## TASK INPUTS
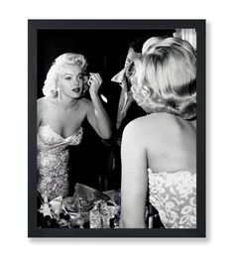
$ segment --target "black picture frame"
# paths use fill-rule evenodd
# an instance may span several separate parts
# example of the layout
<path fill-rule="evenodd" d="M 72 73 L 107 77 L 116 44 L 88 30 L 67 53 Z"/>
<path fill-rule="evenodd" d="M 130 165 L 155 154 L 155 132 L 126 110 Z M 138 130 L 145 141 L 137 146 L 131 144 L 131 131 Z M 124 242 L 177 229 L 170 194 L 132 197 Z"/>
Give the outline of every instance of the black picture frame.
<path fill-rule="evenodd" d="M 196 229 L 63 229 L 37 227 L 38 35 L 42 30 L 195 29 L 197 35 L 197 227 Z M 205 237 L 205 20 L 28 21 L 28 237 Z"/>

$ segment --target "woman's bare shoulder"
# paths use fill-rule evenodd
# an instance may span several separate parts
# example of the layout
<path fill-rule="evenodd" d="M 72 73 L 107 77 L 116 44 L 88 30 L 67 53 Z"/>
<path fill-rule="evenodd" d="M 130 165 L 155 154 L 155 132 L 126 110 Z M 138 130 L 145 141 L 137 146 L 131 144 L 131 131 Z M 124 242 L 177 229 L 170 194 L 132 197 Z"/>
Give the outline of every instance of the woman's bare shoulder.
<path fill-rule="evenodd" d="M 37 104 L 38 104 L 38 112 L 41 112 L 41 111 L 45 111 L 48 109 L 48 107 L 51 105 L 51 104 L 55 104 L 53 103 L 53 100 L 51 100 L 50 98 L 48 97 L 42 97 L 42 98 L 39 98 L 37 100 Z"/>

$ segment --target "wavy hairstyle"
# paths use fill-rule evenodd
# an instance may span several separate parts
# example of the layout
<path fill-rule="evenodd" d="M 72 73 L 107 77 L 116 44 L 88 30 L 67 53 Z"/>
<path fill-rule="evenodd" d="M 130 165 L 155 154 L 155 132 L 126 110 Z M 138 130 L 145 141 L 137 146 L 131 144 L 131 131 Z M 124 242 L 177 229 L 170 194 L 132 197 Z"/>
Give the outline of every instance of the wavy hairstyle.
<path fill-rule="evenodd" d="M 155 40 L 134 64 L 133 97 L 143 109 L 195 118 L 196 57 L 188 42 Z"/>
<path fill-rule="evenodd" d="M 57 79 L 58 74 L 59 73 L 60 67 L 63 64 L 73 64 L 78 65 L 82 71 L 86 71 L 87 61 L 86 58 L 82 55 L 67 53 L 58 56 L 53 63 L 51 68 L 47 73 L 47 78 L 44 82 L 43 93 L 48 97 L 57 97 Z"/>

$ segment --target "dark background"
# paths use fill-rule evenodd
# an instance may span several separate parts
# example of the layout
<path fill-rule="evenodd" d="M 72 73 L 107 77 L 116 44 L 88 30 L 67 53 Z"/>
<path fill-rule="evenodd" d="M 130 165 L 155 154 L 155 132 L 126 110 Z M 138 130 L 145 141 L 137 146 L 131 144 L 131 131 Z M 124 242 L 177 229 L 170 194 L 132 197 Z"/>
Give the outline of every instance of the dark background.
<path fill-rule="evenodd" d="M 146 41 L 154 36 L 173 36 L 174 32 L 175 30 L 132 29 L 39 30 L 38 98 L 44 96 L 42 92 L 44 81 L 57 57 L 64 53 L 84 55 L 89 64 L 88 71 L 99 72 L 103 79 L 99 92 L 108 100 L 107 103 L 103 102 L 103 105 L 111 118 L 112 125 L 115 126 L 119 87 L 117 83 L 110 80 L 124 67 L 130 43 L 136 39 Z M 70 147 L 70 194 L 77 182 L 98 190 L 111 189 L 108 188 L 108 181 L 105 180 L 109 147 L 95 134 L 86 120 L 83 128 L 81 144 Z"/>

## BRIEF
Output the lines as a JSON list of strings, one string per line with blank lines omitted, beginning at the start of the records and continuing through the line containing "196 229 L 63", and leave the pictures out of the answer.

## ANSWER TO THE PROBLEM
[
  "$ segment --target \"black picture frame\"",
  "# paths use fill-rule evenodd",
  "# an instance may span several separate parts",
  "# example of the layout",
  "<path fill-rule=\"evenodd\" d=\"M 72 73 L 107 77 L 116 44 L 88 30 L 67 53 Z\"/>",
  "<path fill-rule=\"evenodd\" d=\"M 130 165 L 155 154 L 155 132 L 126 110 Z M 138 130 L 145 141 L 137 146 L 131 144 L 131 131 Z M 124 242 L 177 229 L 170 194 L 132 197 Z\"/>",
  "Give the outline of every instance of the black picture frame.",
  "<path fill-rule=\"evenodd\" d=\"M 196 229 L 63 229 L 37 227 L 38 35 L 42 30 L 195 29 L 197 35 L 197 227 Z M 205 237 L 205 20 L 28 21 L 28 237 Z\"/>"
]